### Instructions to follow
Restate the full listing word for word and leave the pictures out.

### Study material
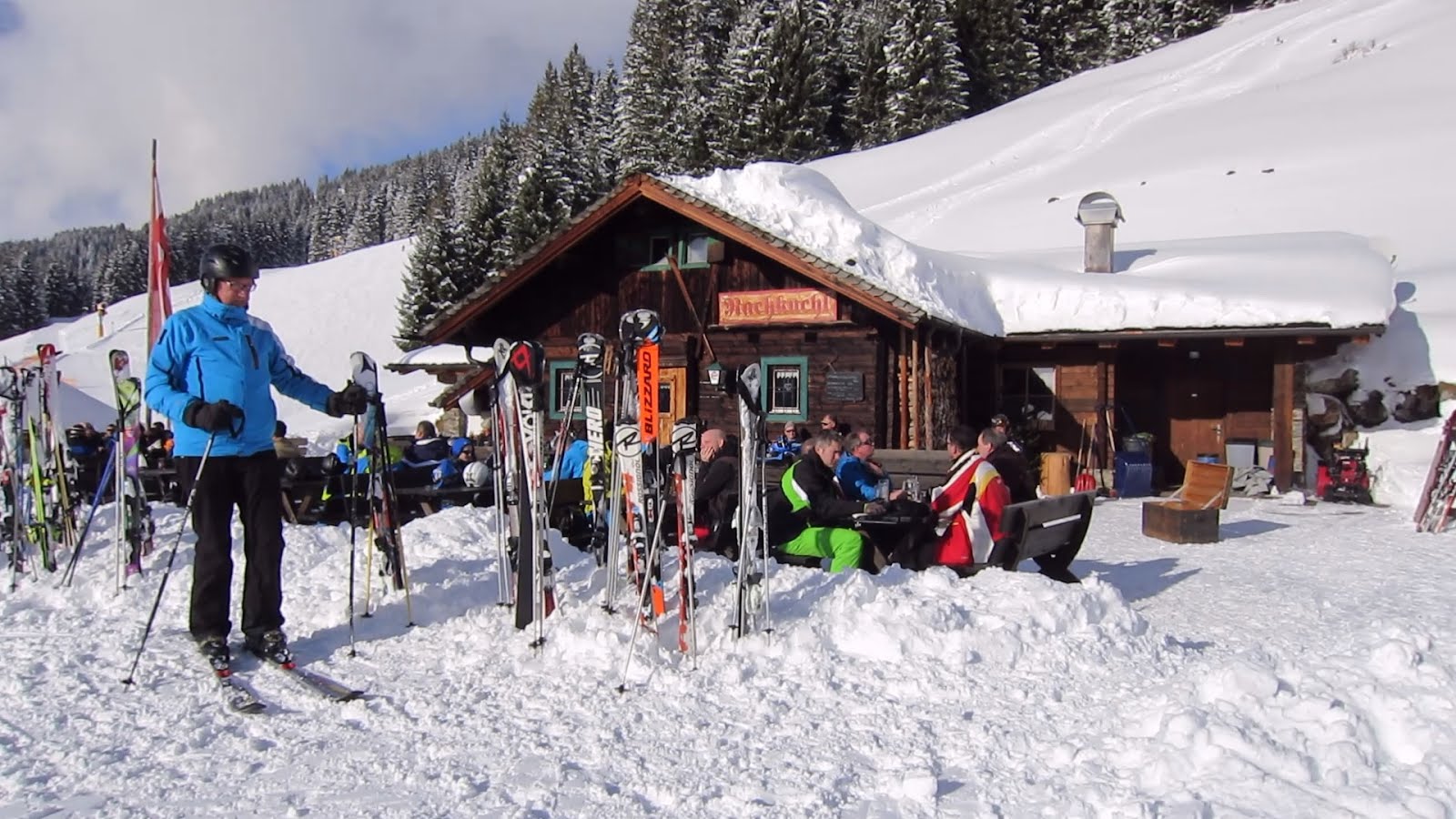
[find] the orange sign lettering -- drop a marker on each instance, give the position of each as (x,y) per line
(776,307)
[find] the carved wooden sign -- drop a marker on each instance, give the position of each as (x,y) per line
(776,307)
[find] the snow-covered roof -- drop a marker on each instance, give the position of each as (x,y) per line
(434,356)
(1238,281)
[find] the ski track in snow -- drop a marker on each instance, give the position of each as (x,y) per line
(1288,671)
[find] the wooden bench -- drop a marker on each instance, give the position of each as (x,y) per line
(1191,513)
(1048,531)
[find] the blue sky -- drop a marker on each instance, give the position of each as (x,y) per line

### Output
[find] the orange sign lettering -- drop a marker on each instance, give the position of each as (x,y) per line
(776,307)
[find] the carved wooden sign -- drop a marker on each instance, give the position of each as (x,y) per line
(776,307)
[find] the snow-covered roof -- drop a marker on each instance, give the position of each as (x,y) per line
(434,356)
(1238,281)
[find] the ski track in snow -- drop a marker on each instance, give the position of each as (x,y) per line
(1288,671)
[find] the wooden bench -- drop a marker on each instance, give the position of each as (x,y) per line
(1191,513)
(1048,531)
[find] the blue sky -- drop a marker on each instance, give the position of each as (x,y) per line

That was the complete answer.